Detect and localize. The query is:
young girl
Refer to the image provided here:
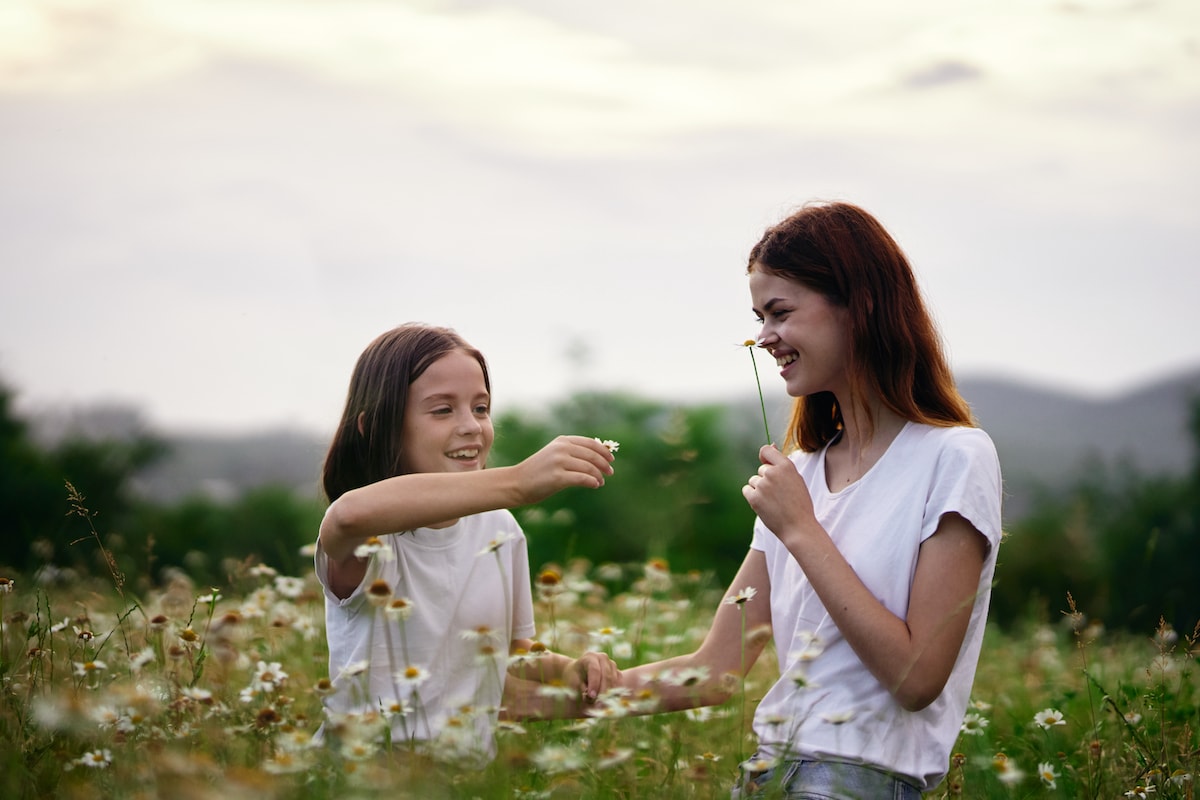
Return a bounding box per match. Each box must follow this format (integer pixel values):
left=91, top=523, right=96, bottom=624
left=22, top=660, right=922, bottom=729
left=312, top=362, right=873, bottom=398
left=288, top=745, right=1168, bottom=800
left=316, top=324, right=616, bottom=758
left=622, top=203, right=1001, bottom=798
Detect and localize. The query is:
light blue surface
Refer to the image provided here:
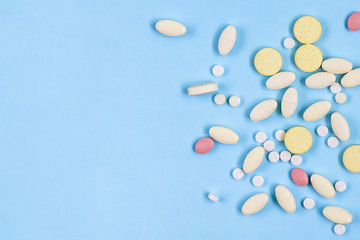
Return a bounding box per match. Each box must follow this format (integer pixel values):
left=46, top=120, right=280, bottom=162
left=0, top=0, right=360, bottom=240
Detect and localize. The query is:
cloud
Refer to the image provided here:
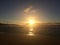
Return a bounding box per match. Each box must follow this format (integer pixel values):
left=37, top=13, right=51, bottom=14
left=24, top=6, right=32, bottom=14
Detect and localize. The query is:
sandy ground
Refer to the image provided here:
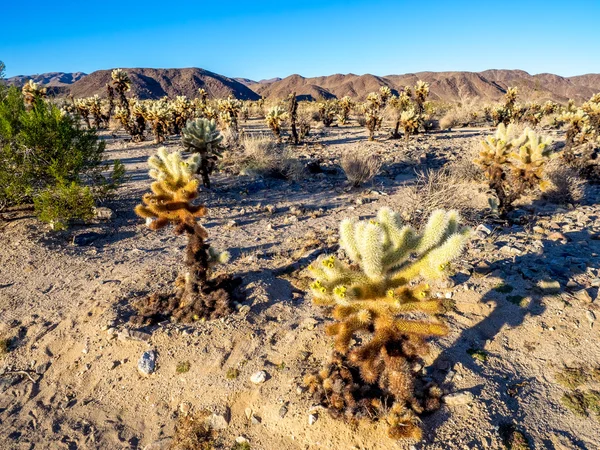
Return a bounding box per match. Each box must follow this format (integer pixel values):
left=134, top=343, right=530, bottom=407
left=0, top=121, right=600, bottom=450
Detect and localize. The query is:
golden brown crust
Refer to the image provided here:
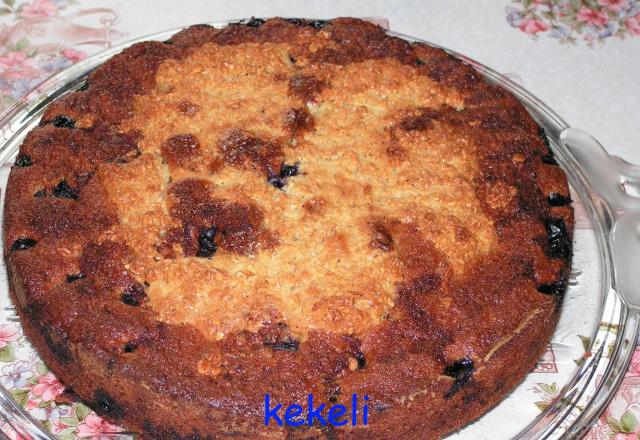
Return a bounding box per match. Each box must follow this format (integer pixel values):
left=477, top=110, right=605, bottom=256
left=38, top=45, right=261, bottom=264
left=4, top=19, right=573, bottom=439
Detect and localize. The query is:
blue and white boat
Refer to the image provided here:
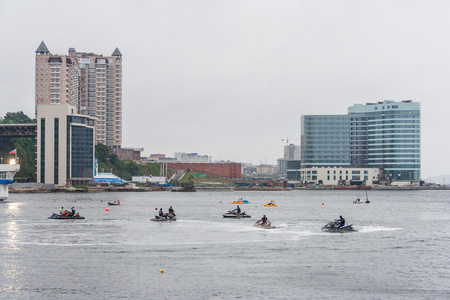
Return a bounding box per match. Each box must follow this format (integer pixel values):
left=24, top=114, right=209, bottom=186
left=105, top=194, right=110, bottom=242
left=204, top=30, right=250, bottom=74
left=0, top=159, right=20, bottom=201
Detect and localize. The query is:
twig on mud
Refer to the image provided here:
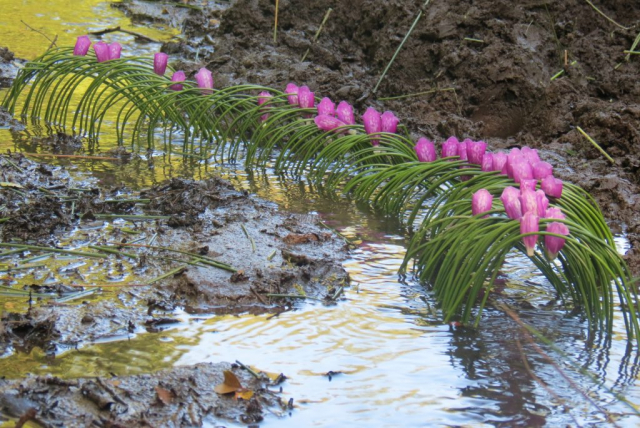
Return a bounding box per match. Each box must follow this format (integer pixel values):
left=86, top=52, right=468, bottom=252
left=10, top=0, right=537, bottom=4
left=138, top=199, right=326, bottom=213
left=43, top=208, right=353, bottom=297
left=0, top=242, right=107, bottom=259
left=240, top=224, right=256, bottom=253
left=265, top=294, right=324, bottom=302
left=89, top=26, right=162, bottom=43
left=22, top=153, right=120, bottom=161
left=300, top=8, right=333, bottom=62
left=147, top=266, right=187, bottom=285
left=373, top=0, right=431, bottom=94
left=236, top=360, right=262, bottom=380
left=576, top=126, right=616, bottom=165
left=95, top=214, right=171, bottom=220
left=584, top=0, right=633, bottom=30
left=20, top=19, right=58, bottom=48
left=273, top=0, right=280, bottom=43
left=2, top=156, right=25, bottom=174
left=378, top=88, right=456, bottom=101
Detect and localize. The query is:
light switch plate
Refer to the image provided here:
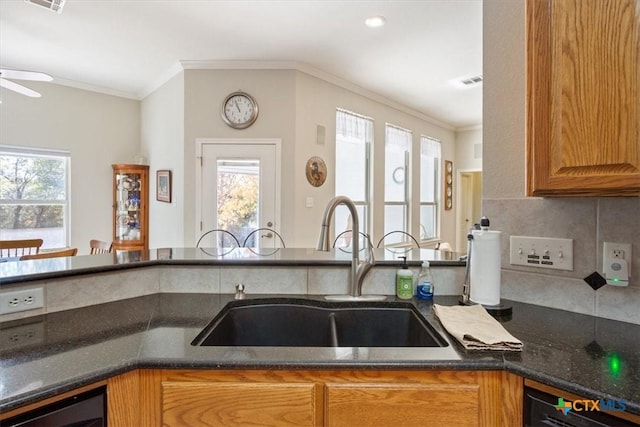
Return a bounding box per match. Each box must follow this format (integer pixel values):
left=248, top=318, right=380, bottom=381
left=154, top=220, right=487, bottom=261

◇ ◇ ◇ ◇ ◇ ◇ ◇

- TO DO -
Which lines in the listing above contain the word "blue"? Extract each one.

- WRITTEN ANSWER -
light blue surface
blue and white boat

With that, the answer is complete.